• [Task description]
Repeat every line from the line containing "find the black umbrella in the photo above" to the end of the data, exactly. Leave the pictures out.

(Pointing and labeling entries)
====

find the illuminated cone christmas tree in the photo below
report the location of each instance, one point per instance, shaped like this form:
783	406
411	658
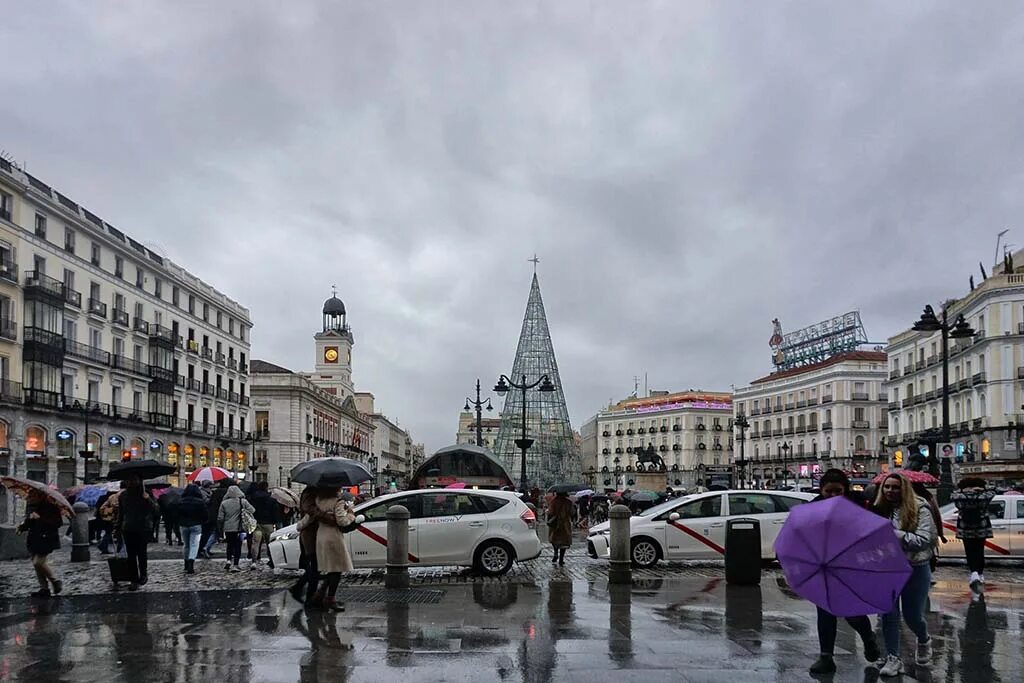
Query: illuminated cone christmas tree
554	456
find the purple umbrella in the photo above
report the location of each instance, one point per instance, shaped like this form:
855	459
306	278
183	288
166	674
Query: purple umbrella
842	557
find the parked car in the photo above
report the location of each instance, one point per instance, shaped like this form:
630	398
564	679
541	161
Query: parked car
485	529
1007	513
693	527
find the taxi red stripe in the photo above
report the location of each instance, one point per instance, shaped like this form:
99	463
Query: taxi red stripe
988	544
708	542
381	540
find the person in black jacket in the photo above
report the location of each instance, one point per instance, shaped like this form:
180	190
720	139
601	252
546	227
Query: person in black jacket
192	515
42	521
835	482
135	510
210	528
266	519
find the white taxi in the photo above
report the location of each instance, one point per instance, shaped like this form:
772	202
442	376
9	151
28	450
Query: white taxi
485	529
1007	514
692	527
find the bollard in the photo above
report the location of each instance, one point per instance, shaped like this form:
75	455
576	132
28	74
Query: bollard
621	570
80	534
397	548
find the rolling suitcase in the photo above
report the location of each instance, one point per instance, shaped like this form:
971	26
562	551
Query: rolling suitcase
121	568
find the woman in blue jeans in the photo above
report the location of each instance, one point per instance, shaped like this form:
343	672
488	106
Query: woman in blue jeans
192	515
914	527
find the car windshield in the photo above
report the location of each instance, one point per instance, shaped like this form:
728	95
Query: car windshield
668	505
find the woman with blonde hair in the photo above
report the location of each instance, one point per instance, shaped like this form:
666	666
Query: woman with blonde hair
914	527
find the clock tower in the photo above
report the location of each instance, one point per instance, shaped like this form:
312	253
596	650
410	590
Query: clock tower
334	350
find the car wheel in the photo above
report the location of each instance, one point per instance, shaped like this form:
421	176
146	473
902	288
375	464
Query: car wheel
494	558
644	553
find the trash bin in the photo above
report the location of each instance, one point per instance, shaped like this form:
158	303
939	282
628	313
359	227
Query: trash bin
742	552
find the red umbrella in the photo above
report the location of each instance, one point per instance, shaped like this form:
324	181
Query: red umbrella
913	475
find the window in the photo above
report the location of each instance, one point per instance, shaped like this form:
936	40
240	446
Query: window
751	504
705	507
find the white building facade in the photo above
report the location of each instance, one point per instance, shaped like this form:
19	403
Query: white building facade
109	344
688	431
808	419
986	379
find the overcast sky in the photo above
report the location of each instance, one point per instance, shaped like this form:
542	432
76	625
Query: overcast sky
685	171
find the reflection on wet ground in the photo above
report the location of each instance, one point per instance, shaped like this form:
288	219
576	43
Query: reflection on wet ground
656	630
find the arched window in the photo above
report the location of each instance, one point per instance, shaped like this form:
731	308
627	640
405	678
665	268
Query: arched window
66	443
35	441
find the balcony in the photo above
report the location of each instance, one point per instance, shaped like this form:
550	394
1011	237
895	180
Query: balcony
36	282
97	307
130	365
86	352
8	270
73	298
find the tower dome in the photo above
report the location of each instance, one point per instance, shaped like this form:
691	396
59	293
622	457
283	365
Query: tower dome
334	306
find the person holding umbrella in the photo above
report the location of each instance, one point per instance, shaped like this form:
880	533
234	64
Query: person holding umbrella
914	527
836	483
135	510
974	525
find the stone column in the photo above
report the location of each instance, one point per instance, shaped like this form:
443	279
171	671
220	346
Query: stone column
397	548
621	570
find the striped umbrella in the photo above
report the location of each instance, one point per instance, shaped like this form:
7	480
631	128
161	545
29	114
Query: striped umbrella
210	474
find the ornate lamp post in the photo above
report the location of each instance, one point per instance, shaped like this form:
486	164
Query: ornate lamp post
958	330
742	425
478	404
523	443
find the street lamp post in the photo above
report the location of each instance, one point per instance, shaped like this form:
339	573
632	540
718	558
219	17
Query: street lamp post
523	443
958	330
478	404
785	463
741	424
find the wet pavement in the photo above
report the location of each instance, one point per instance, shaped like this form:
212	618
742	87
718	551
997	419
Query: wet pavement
559	629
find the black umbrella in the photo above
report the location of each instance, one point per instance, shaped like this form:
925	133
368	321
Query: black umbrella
331	472
567	487
143	469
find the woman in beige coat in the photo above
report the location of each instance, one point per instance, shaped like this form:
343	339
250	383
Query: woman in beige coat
332	555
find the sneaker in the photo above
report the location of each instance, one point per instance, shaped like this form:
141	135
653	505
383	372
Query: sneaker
871	651
924	652
892	667
824	665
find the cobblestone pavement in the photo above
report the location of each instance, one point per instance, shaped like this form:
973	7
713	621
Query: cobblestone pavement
17	578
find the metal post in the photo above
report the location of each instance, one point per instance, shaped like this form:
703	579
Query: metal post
80	534
397	548
621	571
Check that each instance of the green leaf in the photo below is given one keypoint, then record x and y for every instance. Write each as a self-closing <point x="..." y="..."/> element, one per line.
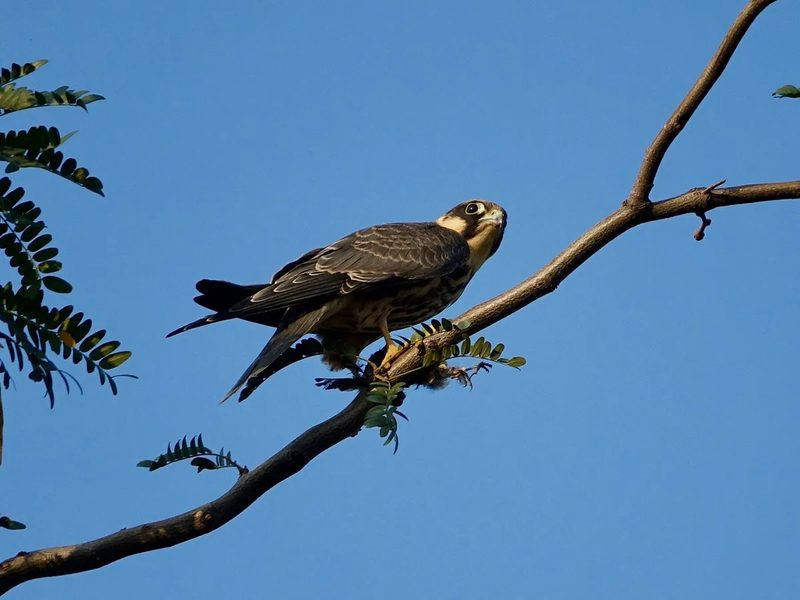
<point x="787" y="91"/>
<point x="497" y="352"/>
<point x="7" y="523"/>
<point x="44" y="255"/>
<point x="93" y="340"/>
<point x="114" y="360"/>
<point x="50" y="266"/>
<point x="203" y="463"/>
<point x="516" y="362"/>
<point x="103" y="350"/>
<point x="56" y="284"/>
<point x="39" y="242"/>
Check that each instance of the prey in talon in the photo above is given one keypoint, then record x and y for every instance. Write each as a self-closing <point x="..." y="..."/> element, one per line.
<point x="360" y="288"/>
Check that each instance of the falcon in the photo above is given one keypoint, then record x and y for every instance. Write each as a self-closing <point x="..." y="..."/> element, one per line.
<point x="362" y="287"/>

====

• [Response to the exercise]
find the black umbrella in the photo above
report the location of each instance, one point per instance, shaped like this form:
925	133
368	321
Query: black umbrella
331	472
567	487
143	469
find the woman in beige coat in the photo above
report the location of each instance, one point per instance, shaped like this form:
343	339
250	383
Query: woman in beige coat
332	555
find the sneaker in the photo above
report the location of each instance, one point per instance, shaped like this form:
141	135
653	505
383	372
Query: sneaker
871	651
924	652
892	667
824	665
find the cobblestone pavement in the photo above
report the location of each instance, one point per instance, shaped like this form:
973	7
713	621
Query: cobblestone pavement
17	578
find the metal post in the photo above
report the location of each instance, one point per instance, shaped like this form:
703	579
Query: metal post
80	534
397	548
621	571
Check that each instance of the green leaf in the photo below is given one keypoint, then record x and y for every instance. Write each as a self-closing <point x="..." y="..."/> element, one per line.
<point x="787" y="91"/>
<point x="497" y="352"/>
<point x="7" y="523"/>
<point x="44" y="255"/>
<point x="93" y="340"/>
<point x="114" y="360"/>
<point x="50" y="266"/>
<point x="203" y="463"/>
<point x="516" y="362"/>
<point x="103" y="350"/>
<point x="56" y="284"/>
<point x="39" y="242"/>
Check that each instance of the prey in talon in the photo above is given one keypoint, then record x and y for every instance. Write each as a self-closing <point x="..." y="..."/> element, one per line.
<point x="360" y="288"/>
Check that each instance of the falcon in the photo above is given one keypoint, then record x and y for every instance. Write each as a self-closing <point x="..." y="..."/> element, one per line.
<point x="362" y="287"/>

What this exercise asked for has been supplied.